** Task inputs follows **

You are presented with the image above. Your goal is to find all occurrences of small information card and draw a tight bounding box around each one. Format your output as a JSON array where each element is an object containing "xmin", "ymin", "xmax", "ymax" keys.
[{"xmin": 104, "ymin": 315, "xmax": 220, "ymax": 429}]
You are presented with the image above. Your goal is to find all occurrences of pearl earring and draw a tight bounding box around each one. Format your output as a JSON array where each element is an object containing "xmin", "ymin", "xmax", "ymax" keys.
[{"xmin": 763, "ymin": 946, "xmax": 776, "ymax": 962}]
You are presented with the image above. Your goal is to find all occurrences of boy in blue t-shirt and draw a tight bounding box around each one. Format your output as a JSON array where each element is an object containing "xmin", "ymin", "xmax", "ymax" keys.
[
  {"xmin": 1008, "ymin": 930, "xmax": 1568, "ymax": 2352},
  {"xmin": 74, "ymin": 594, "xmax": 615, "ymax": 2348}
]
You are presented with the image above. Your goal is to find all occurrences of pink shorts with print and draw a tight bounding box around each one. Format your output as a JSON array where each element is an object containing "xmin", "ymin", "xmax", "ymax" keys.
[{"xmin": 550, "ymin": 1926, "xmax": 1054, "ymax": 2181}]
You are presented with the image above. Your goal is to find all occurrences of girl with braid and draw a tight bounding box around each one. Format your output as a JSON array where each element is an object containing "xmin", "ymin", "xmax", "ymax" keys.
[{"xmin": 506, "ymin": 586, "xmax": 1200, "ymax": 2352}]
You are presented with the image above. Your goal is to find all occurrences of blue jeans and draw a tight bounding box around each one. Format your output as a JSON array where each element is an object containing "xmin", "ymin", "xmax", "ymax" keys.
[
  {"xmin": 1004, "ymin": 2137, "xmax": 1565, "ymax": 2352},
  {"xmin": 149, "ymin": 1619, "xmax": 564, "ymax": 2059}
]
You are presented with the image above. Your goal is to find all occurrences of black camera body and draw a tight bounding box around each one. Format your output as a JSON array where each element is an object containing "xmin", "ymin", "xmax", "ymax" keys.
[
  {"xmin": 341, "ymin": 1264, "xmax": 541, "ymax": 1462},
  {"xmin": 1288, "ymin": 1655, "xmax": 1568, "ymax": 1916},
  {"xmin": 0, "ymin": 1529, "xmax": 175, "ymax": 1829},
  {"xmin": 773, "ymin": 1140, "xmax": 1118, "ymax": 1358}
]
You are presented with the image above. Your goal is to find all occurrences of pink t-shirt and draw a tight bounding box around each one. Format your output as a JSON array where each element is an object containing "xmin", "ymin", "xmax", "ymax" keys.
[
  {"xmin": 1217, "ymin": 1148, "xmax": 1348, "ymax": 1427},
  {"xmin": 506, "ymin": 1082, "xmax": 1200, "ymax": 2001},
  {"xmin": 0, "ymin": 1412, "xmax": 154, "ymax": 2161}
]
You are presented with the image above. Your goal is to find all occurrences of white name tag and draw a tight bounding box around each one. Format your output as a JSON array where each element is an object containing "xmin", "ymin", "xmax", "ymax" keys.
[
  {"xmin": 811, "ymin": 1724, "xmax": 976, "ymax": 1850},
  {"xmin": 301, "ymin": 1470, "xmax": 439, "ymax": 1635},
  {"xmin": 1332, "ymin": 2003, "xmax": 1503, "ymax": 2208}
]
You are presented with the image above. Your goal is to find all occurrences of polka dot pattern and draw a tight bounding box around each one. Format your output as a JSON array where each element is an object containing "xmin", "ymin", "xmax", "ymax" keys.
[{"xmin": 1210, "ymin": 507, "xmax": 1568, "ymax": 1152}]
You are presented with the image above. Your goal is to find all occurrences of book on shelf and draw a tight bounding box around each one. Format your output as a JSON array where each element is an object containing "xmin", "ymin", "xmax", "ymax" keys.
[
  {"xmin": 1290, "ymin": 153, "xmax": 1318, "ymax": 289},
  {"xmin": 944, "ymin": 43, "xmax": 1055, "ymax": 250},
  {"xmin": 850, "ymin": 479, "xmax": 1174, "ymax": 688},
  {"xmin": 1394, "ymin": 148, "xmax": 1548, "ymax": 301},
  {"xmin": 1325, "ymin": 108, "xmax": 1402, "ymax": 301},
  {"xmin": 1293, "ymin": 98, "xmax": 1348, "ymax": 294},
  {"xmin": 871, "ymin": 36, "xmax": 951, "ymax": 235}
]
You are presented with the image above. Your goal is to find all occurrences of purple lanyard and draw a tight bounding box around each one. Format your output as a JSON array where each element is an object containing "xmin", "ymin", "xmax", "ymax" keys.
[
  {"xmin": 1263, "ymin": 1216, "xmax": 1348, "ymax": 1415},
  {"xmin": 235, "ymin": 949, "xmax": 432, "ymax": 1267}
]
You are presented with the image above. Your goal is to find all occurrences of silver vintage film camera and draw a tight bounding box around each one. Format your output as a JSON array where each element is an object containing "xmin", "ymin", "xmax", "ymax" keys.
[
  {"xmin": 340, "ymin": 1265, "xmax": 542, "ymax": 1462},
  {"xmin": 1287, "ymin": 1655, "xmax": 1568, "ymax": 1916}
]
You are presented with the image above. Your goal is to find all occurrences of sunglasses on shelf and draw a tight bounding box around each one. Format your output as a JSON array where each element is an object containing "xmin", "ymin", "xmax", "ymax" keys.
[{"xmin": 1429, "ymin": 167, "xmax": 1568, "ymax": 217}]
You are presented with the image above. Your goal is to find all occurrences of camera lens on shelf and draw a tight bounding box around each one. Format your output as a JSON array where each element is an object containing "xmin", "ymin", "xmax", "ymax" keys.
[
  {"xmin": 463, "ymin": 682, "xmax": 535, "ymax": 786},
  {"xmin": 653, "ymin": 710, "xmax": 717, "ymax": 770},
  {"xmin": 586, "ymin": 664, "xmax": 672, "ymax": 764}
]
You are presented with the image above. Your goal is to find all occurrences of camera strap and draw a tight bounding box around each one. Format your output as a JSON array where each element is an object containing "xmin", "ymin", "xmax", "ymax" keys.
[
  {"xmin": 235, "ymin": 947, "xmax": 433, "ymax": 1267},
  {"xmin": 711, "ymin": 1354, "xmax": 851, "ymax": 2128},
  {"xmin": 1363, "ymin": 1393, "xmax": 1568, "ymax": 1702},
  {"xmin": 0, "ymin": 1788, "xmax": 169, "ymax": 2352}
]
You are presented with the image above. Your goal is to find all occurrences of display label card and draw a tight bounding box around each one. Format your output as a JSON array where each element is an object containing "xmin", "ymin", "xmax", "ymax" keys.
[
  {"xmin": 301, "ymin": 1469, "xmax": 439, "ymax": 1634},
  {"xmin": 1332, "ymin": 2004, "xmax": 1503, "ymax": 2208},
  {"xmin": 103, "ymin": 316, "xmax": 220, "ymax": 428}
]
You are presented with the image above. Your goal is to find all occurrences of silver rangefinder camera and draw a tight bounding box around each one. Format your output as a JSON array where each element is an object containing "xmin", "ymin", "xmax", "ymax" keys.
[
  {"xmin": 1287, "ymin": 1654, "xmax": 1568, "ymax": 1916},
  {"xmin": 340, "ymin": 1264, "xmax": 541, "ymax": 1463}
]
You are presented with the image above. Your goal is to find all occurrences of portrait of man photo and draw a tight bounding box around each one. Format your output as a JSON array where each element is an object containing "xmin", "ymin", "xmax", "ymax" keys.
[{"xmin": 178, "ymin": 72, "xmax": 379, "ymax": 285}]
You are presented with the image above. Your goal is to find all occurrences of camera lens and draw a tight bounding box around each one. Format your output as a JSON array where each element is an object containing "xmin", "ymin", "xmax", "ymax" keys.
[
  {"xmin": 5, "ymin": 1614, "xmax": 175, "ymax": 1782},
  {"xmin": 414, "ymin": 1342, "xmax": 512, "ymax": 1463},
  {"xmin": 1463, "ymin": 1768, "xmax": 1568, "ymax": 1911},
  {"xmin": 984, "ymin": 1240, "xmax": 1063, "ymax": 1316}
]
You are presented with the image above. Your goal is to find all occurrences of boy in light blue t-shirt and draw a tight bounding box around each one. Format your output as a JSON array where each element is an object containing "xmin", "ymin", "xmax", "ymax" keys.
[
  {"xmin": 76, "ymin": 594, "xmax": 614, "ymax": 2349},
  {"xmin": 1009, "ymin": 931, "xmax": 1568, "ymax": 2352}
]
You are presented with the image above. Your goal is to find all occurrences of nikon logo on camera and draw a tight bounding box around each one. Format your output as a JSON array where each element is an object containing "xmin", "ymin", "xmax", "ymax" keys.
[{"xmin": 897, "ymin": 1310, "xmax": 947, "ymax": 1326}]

** End of Task inputs **

# What to produce:
Each line from the one holding "boy in light" through the last line of the data is to be transcribed exactly, with nothing else added.

# Your solution:
You are presented with the image above. Your goal is to find all occurrences of boy in light blue t-shirt and draw a tight bounding box around each one. Format your output as a JSON array where each element is an object containing "xmin", "ymin", "xmax", "ymax" keys.
[
  {"xmin": 76, "ymin": 594, "xmax": 614, "ymax": 2349},
  {"xmin": 1009, "ymin": 931, "xmax": 1568, "ymax": 2352}
]
You are presented with the image above. Your goal is to find all occurrences of nikon logo on camera and draw a tight bounding box around each one. Format your output as a JSON array where each element is an object containing "xmin", "ymin", "xmax", "ymax" keys.
[{"xmin": 897, "ymin": 1310, "xmax": 947, "ymax": 1326}]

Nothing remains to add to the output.